* _Directions_
Rewrite every line of the data from its start through the line holding "[475,345,637,433]", inclusive. Keep the text lines unchanged, and shift each bounding-box coordinate by adding 143 to it.

* Start The input *

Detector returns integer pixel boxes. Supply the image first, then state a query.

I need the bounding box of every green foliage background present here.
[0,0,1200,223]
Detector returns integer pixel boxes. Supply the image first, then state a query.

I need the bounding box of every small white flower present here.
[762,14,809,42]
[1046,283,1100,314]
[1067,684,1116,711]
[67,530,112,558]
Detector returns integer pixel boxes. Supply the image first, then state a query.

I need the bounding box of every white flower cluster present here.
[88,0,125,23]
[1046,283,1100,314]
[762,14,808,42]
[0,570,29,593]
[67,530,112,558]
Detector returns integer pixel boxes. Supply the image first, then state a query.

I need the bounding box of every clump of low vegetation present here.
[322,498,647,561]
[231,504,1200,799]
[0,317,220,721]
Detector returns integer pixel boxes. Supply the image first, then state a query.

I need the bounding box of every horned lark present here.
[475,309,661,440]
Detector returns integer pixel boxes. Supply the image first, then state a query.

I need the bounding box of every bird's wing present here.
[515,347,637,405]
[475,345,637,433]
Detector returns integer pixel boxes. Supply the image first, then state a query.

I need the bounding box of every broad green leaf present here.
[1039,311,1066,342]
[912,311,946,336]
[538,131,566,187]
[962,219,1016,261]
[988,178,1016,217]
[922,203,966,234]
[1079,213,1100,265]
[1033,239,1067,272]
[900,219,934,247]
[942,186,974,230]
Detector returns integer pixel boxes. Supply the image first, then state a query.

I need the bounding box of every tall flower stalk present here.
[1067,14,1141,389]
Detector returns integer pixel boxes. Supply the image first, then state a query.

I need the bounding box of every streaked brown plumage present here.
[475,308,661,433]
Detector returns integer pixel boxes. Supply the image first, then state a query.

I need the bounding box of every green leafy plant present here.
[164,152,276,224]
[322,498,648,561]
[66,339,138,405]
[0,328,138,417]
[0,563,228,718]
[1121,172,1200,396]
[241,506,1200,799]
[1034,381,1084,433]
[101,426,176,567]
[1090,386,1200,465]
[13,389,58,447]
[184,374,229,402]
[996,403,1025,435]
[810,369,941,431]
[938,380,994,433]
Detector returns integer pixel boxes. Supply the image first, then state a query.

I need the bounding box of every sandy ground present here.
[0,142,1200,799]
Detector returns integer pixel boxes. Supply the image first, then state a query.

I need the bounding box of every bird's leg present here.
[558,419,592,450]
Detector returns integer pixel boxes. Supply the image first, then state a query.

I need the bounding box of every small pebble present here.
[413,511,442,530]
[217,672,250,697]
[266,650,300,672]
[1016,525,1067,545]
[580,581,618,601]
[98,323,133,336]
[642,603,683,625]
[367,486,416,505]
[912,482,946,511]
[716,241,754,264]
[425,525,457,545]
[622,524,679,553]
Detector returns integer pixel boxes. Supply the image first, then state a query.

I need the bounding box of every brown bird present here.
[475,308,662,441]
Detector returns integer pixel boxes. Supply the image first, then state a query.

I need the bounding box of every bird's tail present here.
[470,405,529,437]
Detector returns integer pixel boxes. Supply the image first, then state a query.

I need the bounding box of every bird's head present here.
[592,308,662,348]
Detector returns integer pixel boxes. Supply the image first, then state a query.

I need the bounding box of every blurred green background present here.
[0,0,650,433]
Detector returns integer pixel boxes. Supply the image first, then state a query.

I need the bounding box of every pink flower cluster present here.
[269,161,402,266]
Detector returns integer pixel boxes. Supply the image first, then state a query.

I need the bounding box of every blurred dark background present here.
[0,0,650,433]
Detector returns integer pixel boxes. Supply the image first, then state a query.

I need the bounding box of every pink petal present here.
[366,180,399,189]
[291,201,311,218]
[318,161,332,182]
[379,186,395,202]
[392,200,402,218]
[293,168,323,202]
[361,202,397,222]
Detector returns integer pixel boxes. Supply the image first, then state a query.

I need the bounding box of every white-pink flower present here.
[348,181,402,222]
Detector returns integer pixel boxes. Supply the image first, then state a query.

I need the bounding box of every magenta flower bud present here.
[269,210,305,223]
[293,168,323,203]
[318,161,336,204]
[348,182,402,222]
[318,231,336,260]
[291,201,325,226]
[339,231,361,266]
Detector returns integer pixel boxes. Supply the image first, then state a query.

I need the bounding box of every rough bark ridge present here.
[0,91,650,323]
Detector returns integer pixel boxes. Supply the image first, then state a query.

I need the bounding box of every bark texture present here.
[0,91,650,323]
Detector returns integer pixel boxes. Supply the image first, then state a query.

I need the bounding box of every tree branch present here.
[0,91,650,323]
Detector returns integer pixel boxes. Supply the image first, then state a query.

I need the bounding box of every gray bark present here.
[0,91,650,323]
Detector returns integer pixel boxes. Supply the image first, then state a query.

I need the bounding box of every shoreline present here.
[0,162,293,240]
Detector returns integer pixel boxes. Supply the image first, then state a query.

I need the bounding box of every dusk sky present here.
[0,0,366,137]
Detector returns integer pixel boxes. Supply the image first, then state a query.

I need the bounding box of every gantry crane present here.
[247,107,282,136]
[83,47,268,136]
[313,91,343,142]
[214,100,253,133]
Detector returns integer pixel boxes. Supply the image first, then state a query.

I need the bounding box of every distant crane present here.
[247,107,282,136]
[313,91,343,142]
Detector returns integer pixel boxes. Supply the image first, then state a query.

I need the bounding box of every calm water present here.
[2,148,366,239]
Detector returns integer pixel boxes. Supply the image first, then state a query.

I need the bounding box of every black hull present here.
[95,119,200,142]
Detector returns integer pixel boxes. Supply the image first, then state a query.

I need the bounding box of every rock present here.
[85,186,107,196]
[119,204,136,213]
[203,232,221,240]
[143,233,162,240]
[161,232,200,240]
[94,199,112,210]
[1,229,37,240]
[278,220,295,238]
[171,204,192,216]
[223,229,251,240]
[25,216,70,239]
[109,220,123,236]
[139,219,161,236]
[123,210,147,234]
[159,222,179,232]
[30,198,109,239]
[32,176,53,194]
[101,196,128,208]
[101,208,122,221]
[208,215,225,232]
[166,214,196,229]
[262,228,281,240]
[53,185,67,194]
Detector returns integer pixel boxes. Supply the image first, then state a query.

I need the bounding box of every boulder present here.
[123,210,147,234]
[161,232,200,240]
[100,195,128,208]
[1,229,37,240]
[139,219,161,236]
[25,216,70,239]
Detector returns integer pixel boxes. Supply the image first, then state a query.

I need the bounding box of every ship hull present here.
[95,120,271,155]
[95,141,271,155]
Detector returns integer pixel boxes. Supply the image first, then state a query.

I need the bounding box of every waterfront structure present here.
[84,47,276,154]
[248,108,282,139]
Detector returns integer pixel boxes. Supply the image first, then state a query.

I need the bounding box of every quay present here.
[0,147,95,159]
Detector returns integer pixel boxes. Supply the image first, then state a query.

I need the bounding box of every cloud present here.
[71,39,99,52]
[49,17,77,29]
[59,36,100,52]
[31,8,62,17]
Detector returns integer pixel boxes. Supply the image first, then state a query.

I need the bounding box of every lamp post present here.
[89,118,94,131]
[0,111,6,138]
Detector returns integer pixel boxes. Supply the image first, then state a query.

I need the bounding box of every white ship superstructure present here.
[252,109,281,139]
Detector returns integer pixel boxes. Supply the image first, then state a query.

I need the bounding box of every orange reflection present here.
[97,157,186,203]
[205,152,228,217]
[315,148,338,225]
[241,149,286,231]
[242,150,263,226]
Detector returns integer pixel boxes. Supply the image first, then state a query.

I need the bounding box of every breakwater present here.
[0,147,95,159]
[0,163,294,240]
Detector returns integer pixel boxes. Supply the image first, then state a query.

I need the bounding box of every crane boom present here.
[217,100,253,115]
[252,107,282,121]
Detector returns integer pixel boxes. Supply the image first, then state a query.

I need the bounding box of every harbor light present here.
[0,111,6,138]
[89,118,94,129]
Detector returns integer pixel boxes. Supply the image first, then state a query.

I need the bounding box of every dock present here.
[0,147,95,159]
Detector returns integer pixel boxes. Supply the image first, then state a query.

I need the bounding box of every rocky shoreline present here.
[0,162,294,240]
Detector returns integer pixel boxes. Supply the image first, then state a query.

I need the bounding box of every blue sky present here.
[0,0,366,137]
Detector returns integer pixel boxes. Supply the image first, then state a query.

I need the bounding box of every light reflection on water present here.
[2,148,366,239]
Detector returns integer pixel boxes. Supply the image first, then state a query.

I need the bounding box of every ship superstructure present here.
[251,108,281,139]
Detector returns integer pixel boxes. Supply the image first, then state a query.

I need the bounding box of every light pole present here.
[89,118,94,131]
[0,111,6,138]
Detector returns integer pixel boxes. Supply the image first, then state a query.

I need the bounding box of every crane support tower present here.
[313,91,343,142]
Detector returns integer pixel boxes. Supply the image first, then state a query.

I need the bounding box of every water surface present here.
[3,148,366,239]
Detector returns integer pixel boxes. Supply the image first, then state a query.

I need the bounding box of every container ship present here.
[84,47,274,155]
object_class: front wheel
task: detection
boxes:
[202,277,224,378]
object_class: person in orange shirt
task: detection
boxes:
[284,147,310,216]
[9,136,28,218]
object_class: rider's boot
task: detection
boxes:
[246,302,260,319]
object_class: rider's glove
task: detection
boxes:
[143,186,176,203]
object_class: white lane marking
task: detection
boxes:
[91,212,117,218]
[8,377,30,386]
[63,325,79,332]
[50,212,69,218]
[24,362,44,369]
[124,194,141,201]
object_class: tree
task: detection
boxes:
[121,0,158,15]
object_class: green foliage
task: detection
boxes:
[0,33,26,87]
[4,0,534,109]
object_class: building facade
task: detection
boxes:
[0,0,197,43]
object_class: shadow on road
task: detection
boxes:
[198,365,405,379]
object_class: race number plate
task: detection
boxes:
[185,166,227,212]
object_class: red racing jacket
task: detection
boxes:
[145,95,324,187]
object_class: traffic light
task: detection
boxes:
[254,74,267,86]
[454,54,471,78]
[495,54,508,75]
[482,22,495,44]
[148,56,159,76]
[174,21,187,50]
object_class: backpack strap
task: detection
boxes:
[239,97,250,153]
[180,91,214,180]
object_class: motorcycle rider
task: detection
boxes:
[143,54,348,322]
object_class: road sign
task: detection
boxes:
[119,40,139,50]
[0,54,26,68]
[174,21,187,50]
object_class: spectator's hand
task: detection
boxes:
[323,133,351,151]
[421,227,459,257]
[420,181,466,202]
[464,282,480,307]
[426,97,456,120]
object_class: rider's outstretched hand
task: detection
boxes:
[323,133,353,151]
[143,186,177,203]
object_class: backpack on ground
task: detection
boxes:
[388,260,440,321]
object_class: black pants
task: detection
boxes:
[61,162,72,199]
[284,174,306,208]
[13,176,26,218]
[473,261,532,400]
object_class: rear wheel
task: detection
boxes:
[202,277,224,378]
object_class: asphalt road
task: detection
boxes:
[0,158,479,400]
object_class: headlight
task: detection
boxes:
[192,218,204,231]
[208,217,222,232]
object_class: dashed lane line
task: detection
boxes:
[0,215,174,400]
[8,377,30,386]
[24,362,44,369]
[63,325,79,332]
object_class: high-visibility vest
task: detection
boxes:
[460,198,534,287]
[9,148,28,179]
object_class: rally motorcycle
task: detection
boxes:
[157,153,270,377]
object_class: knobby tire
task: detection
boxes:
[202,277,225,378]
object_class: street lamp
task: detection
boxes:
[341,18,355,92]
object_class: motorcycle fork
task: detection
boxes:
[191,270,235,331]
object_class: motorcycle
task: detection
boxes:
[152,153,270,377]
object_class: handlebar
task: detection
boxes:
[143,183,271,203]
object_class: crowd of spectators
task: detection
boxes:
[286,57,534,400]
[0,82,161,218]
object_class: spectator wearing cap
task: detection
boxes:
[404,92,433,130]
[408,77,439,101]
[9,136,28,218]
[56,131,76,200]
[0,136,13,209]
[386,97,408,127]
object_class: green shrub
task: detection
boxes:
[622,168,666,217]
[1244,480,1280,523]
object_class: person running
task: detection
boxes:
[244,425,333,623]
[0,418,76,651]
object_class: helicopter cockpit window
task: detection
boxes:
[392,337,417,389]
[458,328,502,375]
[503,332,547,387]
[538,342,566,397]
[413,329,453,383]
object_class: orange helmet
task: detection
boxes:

* End The input *

* _Exercise output_
Detector returns integer pixel boxes. Supply the image first, then state a query.

I need the bounding box of every green foliage background present here.
[143,143,1343,366]
Detector returns integer pixel boxes. Supply the image first, then state a query.

I need the bounding box of every small white flower present here.
[905,157,952,185]
[1189,426,1243,457]
[1210,827,1259,854]
[210,673,255,701]
Detector returns integer pixel boxes. Supply the image first, then state a query.

I need the bounding box of every white flower cluster present here.
[231,143,268,166]
[1189,426,1243,457]
[905,157,951,185]
[143,713,172,736]
[210,673,255,701]
Detector returns integer pixel boxes. Supply the image first, then state a query.

I need the bounding box of every clump of low vegetation present here.
[465,641,790,704]
[374,647,1343,942]
[143,460,363,864]
Detector returns integer pixel boxes. Supply the image first, then state a query.

I need the bounding box of every horned lark present here.
[618,452,804,583]
Detector returns integer pixel boxes. Supply the image first, then state a query.

I need the bounding box of every bird's wing present here.
[658,490,780,548]
[618,488,780,576]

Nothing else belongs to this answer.